- What is expected
Print each of the entries exactly, leaving nothing out.

- Material to process
= = = =

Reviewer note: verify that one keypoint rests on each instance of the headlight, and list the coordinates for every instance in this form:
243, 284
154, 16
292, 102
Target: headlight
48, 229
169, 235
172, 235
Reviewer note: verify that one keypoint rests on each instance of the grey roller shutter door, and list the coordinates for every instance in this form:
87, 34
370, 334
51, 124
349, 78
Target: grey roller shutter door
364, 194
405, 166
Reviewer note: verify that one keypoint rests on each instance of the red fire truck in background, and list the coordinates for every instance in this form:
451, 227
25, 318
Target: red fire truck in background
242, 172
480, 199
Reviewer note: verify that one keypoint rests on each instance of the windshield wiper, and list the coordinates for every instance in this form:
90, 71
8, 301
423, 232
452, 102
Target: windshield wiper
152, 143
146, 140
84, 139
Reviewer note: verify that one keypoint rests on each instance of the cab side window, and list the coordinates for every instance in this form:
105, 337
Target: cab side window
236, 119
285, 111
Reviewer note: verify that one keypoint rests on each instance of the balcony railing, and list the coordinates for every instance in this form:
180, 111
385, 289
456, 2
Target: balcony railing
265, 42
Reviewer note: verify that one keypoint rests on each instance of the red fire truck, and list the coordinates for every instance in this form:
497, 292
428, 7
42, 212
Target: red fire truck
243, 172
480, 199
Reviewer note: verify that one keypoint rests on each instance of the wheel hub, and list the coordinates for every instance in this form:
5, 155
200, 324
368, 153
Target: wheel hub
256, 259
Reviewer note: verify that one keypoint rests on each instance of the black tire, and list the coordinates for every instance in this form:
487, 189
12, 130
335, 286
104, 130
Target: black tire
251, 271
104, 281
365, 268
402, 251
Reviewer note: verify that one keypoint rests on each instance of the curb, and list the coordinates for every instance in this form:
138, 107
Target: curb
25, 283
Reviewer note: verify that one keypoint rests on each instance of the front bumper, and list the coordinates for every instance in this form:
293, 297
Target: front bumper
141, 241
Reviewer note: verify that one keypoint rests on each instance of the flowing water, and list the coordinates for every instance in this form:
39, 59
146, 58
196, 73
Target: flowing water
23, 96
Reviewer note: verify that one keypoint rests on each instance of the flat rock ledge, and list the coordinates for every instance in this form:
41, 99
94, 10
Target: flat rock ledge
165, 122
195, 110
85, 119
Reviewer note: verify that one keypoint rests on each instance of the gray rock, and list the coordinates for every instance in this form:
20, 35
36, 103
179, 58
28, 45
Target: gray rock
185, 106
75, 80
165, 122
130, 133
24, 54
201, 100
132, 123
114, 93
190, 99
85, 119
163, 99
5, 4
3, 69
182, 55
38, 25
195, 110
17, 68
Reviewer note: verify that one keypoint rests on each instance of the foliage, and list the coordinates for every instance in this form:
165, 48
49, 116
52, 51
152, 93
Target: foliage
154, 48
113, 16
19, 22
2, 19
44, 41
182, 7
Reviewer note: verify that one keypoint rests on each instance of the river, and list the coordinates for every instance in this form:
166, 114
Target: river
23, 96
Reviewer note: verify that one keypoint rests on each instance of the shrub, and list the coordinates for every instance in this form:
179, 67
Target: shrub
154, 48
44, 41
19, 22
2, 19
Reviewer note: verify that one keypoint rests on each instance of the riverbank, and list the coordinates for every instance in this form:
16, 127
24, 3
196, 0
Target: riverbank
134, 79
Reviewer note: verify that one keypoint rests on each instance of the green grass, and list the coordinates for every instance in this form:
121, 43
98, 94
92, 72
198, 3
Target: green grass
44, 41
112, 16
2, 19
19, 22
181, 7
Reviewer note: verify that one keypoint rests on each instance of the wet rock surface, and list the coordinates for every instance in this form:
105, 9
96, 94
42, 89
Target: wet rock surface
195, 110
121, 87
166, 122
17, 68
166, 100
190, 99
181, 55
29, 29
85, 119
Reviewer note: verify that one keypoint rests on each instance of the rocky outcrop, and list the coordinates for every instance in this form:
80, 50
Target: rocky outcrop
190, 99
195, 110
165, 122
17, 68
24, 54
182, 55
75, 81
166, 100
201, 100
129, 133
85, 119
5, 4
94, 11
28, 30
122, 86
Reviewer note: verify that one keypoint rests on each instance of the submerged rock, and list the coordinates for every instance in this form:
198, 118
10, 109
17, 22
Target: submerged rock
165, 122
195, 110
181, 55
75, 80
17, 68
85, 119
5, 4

= = = =

- Full answer
Reviewer note: verify that one keypoint rests on each instance of the headlight, and list the coordinates for every instance in this form:
243, 284
154, 16
292, 102
Target: headlight
48, 229
169, 235
172, 235
Reviewer note: verify that one keypoint rests on each instance of the grey roller shutter door, and list the coordinates for every instance in this form:
87, 34
370, 334
51, 124
349, 78
Target: grey roller shutter door
364, 194
405, 166
Reviewer note: verify that one keypoint rests on each instance of the red fire truck in background, and list the coordinates for every instance in this form:
451, 227
25, 318
Target: red fire truck in background
242, 172
480, 199
Reviewer note: verify that one keypoint rests on each instance of the windshield wiper, and list the coordinates for every instance in this form:
90, 71
8, 301
423, 232
452, 102
Target: windshield wiper
152, 143
146, 140
84, 139
Reviewer note: verify that one keypoint rests on each instance of the cab side window, and list the coordinates for every instance in this form:
105, 337
Target: cab side window
236, 119
285, 111
Reviewer note: verify that one keypoint rests on each instance of the balcony railing, and list the coordinates for every instance in this form:
180, 111
385, 289
456, 2
Target: balcony railing
265, 42
Reviewer note: verify that one keypoint rests on each instance of the red fire truck, and list the coordinates for every instance in this form:
497, 292
428, 7
42, 212
Target: red fire truck
243, 172
480, 199
Reviewer note: verify that one keypoint rests on each instance of the wheel hub, and list the coordinates for every instance in this form:
5, 155
200, 324
368, 153
Target: wheel hub
256, 259
Reviewer note: verify that one keypoint rests on each instance of the black tire, and list the coordinates for every instance in this form:
487, 189
12, 130
335, 286
104, 130
Target: black tire
251, 271
104, 281
365, 268
402, 251
Reviewer note: verify that one keypoint rests on each instance of the curb, and list the coordinates for every instance in this form:
138, 107
Target: curb
25, 283
Reviewer note: verify that one keypoint rests on each instance of the front bumper, and list the coordinates for every instance in this form:
293, 297
Target: front bumper
141, 241
Reviewer note: verify that one keypoint rests on each instance of the flowing water, and list the coordinates for every instance in this form:
39, 59
146, 58
196, 73
Target: flowing water
23, 96
Reviewer note: verify that one keypoint rests on each instance of the flat rock ledge, and list the coordinates for every instance in this form:
41, 99
94, 10
Target: flat rock ledge
165, 122
195, 110
85, 119
Reviewer note: verify that one keypoint rests on each instance of the gray rock, and list the coordinates for every instance in this form:
20, 35
36, 103
179, 58
28, 45
Target: gray rock
185, 106
75, 80
165, 122
130, 133
24, 54
201, 100
132, 123
114, 93
190, 99
85, 119
163, 99
5, 4
3, 69
182, 55
38, 25
195, 110
17, 68
Reviewer note: verify that one keypoint rests on each instance of the foliage, and list the coordinates for every instance in this form:
165, 48
49, 116
52, 51
152, 93
Target: foliage
154, 48
113, 16
19, 22
2, 19
44, 41
182, 7
Reviewer note: verify that one keypoint rests on each instance of the river, and list the coordinates for every instance in this form:
166, 114
Target: river
23, 96
Reviewer note: verify that one keypoint rests on each instance of the shrub, and list the coordinates for every instance in this form:
179, 67
Target: shrub
154, 48
44, 41
19, 22
2, 19
Reviewer note: verify that one keypoint rests on each instance of the riverbank, and list the coordinates for every instance in this form:
16, 127
24, 3
196, 0
Target: riverbank
134, 79
Reviewer note: verify that one keypoint rests on each instance of the green grass, and list the coordinates for every instance in this form:
121, 43
98, 94
92, 72
198, 3
Target: green grass
44, 41
112, 16
2, 19
19, 22
181, 7
Reviewer note: verify that one keypoint rests on each instance of the wet rock surface, and list the coordinates for every instance in this form:
105, 9
96, 94
42, 89
Target: wet rock surface
195, 110
121, 87
166, 122
17, 68
166, 100
190, 99
181, 55
29, 29
85, 119
Reviewer note: verify that one keypoint rests on each instance of the rocky outcrop, and list the coordinates for every instance in this form:
80, 50
Target: rocky outcrop
190, 99
195, 110
165, 122
17, 68
24, 54
182, 55
75, 81
166, 100
201, 100
129, 133
85, 119
5, 4
94, 11
28, 30
122, 86
Reviewer note: verify that one keypoint rests on each instance of the submerged rock, and list the coordinates for every instance in this form:
198, 118
10, 109
17, 22
Target: submerged rock
165, 122
195, 110
181, 55
75, 80
17, 68
85, 119
5, 4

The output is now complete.